Task description> Pick out every line of the material below that contains the string "forewing" and copy each one. Treat uppercase and lowercase letters as different.

Entries pointing to named objects
..............................

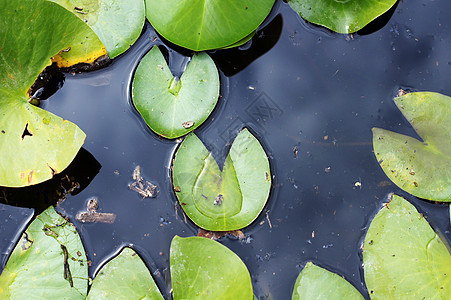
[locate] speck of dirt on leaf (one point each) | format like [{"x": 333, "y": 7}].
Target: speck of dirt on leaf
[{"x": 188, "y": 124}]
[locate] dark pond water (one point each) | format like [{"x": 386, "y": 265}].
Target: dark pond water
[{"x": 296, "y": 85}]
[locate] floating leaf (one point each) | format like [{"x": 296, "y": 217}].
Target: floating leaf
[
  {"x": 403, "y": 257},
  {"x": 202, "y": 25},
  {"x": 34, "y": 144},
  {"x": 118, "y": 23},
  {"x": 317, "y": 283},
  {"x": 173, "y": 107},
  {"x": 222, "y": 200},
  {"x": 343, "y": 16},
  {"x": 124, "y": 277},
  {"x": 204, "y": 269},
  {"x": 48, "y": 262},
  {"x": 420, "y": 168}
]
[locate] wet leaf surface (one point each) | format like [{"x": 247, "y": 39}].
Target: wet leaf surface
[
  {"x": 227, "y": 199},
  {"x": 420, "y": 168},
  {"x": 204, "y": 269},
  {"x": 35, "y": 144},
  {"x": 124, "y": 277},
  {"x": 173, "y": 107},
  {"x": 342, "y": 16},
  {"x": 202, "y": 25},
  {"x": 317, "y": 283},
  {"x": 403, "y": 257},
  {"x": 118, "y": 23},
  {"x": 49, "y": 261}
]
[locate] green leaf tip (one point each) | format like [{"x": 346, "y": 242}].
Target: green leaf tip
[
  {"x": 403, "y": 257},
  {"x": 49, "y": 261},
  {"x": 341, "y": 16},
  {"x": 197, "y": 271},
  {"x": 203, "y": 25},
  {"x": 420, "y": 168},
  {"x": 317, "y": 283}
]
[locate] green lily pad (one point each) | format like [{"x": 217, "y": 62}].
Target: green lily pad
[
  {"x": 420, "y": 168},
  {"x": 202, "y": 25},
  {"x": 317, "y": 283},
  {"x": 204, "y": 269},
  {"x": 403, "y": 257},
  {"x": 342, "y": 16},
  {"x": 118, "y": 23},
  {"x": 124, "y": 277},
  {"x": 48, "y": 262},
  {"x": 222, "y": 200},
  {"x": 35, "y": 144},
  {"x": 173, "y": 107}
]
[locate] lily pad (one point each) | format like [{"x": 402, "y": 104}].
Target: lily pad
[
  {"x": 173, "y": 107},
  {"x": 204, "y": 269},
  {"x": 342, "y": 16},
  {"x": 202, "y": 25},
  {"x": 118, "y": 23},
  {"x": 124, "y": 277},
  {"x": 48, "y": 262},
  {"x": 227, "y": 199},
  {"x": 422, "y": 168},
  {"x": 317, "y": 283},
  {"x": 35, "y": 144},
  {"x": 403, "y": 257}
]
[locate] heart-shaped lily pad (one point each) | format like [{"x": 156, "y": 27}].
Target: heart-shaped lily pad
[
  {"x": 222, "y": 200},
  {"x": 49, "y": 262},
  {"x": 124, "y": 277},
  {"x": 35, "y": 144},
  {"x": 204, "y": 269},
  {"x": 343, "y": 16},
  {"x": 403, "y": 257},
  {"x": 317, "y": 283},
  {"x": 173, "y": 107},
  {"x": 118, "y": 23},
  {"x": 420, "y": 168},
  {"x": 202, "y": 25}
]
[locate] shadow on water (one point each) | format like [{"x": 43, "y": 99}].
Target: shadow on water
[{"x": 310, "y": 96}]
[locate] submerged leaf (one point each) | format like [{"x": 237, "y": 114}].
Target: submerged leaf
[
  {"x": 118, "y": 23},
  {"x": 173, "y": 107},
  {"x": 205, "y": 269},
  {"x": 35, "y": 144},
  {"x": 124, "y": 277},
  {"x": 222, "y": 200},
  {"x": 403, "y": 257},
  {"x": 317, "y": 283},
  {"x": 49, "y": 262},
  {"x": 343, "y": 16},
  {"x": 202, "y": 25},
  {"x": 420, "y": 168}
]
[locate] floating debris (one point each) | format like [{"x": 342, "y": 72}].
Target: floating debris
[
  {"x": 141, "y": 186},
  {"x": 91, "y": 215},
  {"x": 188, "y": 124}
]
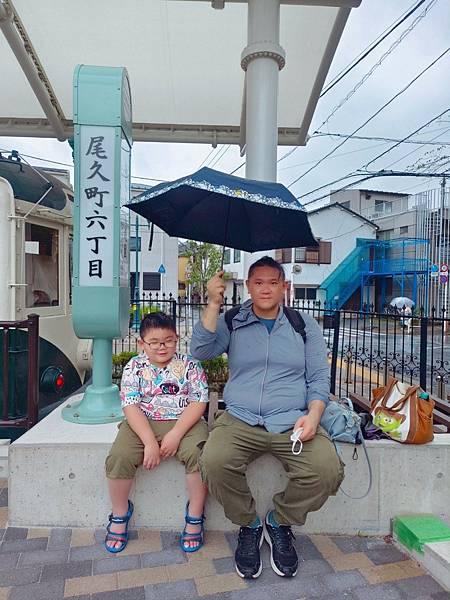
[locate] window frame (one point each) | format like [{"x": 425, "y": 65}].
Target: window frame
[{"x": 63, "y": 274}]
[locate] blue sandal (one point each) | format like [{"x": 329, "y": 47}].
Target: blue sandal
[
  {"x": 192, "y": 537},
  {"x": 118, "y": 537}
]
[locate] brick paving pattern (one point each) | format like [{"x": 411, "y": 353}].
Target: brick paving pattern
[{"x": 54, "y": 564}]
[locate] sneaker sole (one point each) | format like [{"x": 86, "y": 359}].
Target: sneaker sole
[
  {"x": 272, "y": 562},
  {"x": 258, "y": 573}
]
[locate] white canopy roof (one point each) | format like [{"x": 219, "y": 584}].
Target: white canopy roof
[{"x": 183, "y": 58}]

..............................

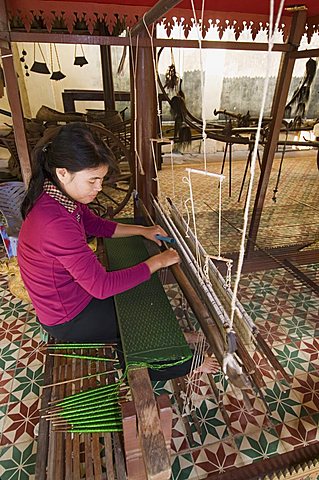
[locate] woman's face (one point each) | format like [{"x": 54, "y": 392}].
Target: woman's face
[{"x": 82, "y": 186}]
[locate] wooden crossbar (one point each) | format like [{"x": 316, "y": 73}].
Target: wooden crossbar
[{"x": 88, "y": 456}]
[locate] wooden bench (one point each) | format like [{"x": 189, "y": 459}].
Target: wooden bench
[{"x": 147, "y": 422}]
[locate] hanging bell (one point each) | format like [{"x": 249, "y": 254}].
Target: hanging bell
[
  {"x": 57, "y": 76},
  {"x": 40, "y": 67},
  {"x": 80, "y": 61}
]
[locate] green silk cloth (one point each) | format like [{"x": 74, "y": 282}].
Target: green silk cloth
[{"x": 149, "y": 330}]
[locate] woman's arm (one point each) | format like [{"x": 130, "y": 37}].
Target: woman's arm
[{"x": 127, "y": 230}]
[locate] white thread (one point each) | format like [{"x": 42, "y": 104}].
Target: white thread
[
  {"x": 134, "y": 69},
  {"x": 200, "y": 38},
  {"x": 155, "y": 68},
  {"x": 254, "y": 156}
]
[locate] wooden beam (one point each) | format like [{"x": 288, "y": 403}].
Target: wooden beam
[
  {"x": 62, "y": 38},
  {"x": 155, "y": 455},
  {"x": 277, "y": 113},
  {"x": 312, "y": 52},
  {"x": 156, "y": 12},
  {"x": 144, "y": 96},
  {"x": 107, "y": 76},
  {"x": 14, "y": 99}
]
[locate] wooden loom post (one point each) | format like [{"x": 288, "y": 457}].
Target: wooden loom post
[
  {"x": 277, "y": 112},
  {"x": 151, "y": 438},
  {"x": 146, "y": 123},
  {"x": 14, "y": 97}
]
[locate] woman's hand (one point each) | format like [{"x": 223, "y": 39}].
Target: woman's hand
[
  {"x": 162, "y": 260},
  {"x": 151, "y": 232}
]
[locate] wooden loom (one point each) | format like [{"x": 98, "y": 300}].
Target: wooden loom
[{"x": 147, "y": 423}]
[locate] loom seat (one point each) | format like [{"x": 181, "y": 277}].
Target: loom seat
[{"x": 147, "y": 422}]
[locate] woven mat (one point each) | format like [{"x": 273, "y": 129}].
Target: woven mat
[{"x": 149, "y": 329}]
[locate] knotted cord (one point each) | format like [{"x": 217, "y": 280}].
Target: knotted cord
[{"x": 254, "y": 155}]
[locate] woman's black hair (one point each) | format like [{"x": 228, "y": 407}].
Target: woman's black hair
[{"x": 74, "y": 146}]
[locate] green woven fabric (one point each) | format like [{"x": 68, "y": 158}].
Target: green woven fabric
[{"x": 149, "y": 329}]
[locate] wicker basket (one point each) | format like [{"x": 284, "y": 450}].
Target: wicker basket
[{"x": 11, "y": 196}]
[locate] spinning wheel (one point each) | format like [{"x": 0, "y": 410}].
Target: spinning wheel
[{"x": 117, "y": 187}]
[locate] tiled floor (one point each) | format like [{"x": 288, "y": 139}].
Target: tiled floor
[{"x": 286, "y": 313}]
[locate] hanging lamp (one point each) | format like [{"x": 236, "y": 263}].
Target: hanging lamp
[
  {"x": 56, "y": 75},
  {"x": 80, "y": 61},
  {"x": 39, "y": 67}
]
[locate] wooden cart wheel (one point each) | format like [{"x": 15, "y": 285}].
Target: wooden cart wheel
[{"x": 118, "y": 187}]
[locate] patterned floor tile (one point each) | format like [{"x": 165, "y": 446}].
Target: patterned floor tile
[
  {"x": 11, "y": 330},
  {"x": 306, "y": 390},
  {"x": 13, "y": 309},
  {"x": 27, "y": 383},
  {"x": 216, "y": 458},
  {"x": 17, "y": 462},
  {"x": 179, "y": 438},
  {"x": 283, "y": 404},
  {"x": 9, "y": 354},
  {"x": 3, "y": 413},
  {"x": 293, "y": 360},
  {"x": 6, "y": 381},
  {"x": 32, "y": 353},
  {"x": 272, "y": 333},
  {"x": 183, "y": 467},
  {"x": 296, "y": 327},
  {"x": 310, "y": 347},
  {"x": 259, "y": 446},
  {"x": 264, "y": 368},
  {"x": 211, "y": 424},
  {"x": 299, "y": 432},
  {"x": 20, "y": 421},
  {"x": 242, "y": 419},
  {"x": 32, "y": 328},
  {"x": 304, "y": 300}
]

..............................

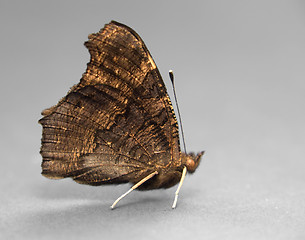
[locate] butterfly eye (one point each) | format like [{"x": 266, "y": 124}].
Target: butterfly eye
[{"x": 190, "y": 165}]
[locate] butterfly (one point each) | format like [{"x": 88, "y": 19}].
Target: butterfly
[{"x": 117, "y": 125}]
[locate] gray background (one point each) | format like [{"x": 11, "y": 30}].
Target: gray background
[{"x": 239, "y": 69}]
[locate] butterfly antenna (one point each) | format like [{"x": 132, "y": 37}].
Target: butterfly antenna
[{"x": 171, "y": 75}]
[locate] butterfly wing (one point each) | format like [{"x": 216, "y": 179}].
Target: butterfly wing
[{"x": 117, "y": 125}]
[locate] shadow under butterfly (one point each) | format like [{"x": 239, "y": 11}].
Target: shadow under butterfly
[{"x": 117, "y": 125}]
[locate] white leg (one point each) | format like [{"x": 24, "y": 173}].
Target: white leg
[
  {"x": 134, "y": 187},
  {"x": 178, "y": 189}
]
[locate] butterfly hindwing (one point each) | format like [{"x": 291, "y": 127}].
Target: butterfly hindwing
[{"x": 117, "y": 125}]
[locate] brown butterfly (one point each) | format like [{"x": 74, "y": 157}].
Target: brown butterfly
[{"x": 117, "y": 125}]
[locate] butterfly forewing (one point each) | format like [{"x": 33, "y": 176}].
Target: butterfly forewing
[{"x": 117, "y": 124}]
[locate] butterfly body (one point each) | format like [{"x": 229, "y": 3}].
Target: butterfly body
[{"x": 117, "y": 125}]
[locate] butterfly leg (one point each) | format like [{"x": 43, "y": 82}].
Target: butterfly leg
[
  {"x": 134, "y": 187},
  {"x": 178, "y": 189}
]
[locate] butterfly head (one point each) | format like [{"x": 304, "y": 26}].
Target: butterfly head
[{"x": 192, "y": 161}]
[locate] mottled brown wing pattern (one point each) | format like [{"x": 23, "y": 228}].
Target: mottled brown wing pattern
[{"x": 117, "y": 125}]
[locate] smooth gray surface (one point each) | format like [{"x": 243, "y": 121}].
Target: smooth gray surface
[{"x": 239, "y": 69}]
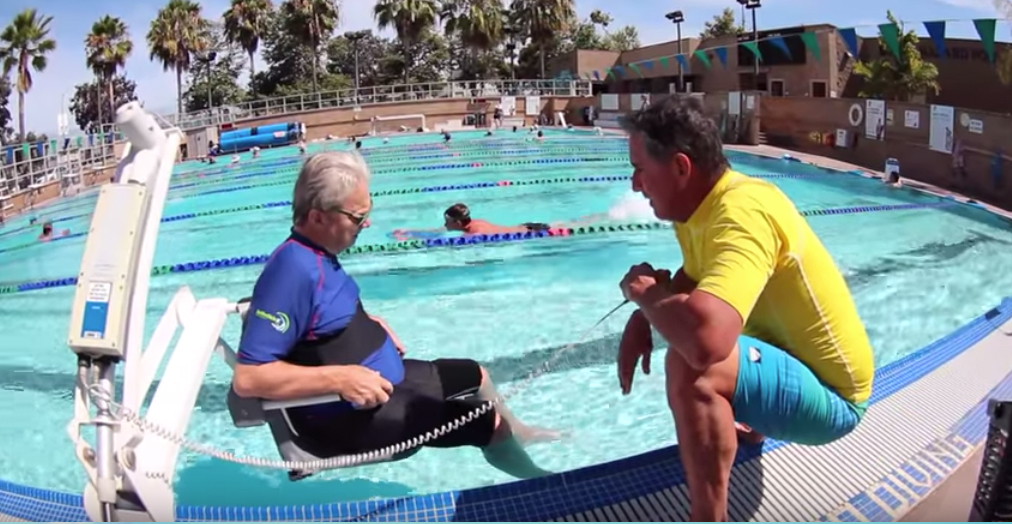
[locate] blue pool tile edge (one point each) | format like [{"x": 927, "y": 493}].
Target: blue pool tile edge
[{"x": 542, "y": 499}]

..............................

Completed exercise>
[locate] butterfly forewing (one point each) | format like [{"x": 33, "y": 176}].
Target: butterfly forewing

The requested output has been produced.